◆ **Stated goal**
Set out everything from the line containing "carpet visible in" down to the line containing "[99, 191, 388, 300]" in the records below, both lines included, as a JSON list of strings with one string per line and no blank lines.
## begin Entries shown
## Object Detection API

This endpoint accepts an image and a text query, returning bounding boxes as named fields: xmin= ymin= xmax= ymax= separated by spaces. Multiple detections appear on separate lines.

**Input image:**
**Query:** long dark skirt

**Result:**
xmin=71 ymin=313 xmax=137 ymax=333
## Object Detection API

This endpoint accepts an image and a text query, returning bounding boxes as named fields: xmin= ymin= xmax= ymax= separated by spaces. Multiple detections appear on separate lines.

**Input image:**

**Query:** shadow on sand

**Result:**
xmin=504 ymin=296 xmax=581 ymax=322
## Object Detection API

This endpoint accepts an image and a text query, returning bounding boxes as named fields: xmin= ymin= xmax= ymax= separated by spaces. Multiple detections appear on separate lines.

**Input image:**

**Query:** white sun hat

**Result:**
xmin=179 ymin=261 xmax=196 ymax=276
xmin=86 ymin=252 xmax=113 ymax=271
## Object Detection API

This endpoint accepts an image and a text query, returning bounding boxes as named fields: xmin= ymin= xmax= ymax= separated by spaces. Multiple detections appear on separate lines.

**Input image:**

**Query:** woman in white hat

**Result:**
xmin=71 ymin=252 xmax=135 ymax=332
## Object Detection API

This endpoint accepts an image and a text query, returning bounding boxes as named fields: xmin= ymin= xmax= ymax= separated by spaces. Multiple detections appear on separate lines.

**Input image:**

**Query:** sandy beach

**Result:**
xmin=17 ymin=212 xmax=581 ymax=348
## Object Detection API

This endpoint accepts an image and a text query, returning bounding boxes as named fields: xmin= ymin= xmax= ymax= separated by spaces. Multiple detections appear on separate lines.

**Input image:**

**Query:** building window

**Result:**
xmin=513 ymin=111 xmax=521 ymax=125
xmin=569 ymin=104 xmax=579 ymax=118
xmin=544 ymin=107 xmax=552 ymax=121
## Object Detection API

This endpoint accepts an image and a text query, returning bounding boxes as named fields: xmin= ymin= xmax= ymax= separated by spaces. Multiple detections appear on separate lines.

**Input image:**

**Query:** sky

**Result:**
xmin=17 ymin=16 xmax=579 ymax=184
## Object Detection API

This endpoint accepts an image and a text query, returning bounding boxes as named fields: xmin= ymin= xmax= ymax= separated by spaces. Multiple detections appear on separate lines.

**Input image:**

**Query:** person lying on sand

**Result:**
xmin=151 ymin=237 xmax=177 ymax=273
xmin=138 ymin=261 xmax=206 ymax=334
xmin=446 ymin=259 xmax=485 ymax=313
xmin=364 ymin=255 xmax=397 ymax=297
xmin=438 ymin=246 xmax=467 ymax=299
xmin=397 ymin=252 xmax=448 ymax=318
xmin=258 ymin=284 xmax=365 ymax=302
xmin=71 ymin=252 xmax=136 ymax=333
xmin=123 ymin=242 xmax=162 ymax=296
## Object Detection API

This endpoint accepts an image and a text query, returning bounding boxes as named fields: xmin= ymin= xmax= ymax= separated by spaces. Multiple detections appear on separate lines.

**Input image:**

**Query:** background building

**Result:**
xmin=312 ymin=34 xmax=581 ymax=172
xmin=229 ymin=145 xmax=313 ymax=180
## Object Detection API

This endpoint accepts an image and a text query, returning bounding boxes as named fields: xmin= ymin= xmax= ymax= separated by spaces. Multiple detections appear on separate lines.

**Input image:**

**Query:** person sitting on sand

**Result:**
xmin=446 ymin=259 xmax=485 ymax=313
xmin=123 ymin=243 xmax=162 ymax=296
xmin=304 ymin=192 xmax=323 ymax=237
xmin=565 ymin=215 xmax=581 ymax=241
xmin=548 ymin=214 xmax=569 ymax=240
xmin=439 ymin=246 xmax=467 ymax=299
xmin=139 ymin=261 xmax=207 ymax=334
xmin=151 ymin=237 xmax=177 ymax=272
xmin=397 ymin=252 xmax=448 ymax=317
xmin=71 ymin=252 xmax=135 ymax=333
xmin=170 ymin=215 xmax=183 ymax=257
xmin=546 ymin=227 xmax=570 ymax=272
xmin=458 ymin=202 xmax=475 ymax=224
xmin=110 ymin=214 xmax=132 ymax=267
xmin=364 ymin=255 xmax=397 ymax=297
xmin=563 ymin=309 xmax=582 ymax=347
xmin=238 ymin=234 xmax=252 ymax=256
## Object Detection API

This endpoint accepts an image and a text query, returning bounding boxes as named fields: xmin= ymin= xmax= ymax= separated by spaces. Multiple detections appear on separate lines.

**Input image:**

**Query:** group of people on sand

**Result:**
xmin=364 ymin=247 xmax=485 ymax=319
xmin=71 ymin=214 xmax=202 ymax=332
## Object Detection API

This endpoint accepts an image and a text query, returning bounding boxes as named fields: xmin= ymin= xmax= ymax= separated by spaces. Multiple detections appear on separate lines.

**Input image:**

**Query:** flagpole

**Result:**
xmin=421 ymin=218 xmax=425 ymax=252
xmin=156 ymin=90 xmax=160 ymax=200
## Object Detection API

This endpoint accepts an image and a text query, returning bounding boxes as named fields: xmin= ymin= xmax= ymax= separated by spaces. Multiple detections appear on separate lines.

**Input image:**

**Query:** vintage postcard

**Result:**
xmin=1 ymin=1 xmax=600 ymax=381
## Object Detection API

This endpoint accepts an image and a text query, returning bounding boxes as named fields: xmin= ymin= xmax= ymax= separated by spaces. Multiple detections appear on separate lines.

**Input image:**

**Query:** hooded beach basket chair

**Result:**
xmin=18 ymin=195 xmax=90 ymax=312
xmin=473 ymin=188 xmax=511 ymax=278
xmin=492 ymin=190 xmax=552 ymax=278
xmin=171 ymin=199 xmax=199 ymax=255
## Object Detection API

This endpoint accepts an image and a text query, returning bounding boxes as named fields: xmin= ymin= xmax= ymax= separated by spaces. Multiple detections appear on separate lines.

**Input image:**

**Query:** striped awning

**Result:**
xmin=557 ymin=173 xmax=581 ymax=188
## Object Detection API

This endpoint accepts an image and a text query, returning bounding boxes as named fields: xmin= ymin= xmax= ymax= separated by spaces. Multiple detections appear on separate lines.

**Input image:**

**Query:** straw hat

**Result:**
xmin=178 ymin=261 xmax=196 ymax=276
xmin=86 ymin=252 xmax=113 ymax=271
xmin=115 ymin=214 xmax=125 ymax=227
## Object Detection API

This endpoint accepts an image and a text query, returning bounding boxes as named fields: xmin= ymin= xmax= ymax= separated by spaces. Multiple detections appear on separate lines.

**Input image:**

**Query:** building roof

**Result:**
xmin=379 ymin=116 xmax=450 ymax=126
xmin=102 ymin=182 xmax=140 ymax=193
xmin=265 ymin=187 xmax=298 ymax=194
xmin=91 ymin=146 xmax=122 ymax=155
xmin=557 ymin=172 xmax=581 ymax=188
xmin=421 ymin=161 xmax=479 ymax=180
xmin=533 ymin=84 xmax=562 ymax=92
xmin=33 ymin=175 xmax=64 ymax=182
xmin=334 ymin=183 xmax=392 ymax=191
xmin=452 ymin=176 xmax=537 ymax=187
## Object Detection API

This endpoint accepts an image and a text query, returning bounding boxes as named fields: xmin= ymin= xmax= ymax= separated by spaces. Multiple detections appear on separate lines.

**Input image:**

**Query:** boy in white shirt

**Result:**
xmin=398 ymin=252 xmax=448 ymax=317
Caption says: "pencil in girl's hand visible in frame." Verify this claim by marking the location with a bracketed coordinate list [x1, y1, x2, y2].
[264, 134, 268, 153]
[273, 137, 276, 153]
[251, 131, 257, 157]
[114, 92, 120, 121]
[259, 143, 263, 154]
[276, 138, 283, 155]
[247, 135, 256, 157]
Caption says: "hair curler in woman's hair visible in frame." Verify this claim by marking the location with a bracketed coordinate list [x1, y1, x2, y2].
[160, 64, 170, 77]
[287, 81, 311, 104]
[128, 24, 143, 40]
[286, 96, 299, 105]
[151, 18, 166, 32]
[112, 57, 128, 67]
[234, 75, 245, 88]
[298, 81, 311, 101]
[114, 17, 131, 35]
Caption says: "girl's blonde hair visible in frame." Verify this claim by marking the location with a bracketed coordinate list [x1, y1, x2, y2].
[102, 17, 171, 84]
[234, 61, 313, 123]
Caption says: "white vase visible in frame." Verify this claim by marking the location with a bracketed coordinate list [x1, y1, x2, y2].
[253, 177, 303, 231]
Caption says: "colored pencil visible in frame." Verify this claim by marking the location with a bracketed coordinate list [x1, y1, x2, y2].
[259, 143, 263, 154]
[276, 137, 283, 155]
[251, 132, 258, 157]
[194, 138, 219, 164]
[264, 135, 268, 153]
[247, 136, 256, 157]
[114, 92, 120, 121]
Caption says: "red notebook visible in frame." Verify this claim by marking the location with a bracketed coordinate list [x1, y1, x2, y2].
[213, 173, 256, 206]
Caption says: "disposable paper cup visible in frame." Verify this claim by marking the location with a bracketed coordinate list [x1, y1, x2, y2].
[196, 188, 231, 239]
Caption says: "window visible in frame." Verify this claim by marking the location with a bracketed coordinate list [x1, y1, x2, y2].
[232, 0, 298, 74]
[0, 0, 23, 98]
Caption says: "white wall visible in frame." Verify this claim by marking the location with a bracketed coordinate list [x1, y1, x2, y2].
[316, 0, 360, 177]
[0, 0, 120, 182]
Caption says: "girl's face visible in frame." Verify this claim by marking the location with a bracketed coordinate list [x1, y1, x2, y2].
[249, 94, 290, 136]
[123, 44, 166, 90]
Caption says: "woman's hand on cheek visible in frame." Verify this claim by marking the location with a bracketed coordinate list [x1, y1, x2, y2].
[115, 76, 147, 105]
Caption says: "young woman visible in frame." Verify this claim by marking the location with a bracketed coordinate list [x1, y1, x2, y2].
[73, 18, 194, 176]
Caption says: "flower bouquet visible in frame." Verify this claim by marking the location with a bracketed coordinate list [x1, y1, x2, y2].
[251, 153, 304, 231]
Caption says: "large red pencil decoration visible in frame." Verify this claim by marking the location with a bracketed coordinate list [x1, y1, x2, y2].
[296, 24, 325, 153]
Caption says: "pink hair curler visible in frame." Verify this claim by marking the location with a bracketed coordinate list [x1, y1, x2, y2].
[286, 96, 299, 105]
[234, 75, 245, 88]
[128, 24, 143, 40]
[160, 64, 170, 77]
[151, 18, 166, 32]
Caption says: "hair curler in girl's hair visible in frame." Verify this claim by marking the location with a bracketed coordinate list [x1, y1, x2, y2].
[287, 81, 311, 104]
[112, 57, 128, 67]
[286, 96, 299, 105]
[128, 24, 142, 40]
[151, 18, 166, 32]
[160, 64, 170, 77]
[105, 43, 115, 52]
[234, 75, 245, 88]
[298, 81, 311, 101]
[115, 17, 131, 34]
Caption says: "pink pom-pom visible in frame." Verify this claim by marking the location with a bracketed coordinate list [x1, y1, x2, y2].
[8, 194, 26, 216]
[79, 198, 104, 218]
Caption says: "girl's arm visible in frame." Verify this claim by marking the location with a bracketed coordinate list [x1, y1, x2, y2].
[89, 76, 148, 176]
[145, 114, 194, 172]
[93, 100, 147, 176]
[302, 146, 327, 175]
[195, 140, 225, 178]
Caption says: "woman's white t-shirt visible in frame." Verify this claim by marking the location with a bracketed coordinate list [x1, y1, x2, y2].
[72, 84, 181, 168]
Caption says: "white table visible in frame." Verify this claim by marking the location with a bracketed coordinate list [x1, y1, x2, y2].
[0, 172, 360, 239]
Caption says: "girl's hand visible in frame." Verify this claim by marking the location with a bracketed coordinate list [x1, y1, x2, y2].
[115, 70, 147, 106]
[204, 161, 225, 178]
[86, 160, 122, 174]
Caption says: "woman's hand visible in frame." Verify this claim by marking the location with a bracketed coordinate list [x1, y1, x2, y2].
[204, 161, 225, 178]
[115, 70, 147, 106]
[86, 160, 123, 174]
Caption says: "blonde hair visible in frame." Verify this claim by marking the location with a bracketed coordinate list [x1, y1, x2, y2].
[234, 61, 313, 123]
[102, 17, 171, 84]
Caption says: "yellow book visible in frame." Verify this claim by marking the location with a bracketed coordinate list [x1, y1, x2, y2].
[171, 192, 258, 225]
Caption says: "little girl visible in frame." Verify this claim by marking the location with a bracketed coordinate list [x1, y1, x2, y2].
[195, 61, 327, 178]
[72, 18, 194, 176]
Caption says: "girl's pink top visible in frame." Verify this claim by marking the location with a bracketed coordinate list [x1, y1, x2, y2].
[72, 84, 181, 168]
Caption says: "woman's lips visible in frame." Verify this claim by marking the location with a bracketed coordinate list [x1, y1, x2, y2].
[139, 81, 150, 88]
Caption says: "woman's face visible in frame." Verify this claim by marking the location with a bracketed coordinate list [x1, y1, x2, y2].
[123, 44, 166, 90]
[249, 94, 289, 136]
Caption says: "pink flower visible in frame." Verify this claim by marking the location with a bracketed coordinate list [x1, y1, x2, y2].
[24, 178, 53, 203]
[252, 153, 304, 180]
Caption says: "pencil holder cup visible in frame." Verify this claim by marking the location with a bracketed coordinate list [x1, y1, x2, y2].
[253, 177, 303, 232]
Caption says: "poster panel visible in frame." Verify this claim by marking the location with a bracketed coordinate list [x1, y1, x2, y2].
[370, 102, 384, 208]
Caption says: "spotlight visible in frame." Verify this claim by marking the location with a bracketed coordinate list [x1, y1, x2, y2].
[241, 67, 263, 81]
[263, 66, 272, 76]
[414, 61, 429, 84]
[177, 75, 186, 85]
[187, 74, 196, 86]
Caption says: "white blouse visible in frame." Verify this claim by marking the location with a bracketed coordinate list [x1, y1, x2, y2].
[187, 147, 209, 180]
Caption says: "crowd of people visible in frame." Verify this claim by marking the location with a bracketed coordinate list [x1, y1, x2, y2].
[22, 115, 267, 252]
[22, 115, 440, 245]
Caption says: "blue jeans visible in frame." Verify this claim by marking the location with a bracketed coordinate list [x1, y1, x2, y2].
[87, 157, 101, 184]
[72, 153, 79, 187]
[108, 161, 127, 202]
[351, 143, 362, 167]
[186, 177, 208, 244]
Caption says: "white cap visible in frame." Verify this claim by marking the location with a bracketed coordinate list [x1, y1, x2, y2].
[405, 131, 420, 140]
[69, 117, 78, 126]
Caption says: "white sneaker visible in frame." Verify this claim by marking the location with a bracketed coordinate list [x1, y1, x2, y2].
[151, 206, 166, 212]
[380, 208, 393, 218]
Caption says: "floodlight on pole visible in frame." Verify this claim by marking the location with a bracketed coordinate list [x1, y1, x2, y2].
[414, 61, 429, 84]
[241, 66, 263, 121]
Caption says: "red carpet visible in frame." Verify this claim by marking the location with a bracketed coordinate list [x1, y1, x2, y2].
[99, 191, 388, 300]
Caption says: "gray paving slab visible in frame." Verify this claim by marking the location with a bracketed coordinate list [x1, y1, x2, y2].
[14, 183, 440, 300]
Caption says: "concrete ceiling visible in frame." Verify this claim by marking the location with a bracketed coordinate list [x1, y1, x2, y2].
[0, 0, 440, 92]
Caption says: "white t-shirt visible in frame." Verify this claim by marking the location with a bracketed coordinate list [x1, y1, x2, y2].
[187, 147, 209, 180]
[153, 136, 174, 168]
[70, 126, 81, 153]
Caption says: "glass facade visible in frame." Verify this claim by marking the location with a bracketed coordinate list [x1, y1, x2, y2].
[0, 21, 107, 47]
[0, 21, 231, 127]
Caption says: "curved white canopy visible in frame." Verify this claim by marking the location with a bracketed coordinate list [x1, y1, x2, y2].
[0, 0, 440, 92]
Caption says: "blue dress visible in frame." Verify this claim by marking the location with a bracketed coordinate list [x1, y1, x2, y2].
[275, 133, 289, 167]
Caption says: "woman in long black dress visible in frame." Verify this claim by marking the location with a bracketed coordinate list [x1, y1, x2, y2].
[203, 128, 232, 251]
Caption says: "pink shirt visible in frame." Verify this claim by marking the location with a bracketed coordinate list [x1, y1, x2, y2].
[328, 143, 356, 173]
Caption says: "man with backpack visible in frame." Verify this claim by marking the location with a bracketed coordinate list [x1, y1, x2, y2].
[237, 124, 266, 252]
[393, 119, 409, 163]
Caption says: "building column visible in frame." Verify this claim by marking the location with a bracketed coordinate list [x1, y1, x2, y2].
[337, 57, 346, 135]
## end Entries shown
◆ **Response to the task**
[
  "Caption says: \"red carpet visible in frame.\" Verify this claim by marking the location with a bracketed coordinate list [x1, y1, x2, y2].",
  "[99, 191, 388, 300]"
]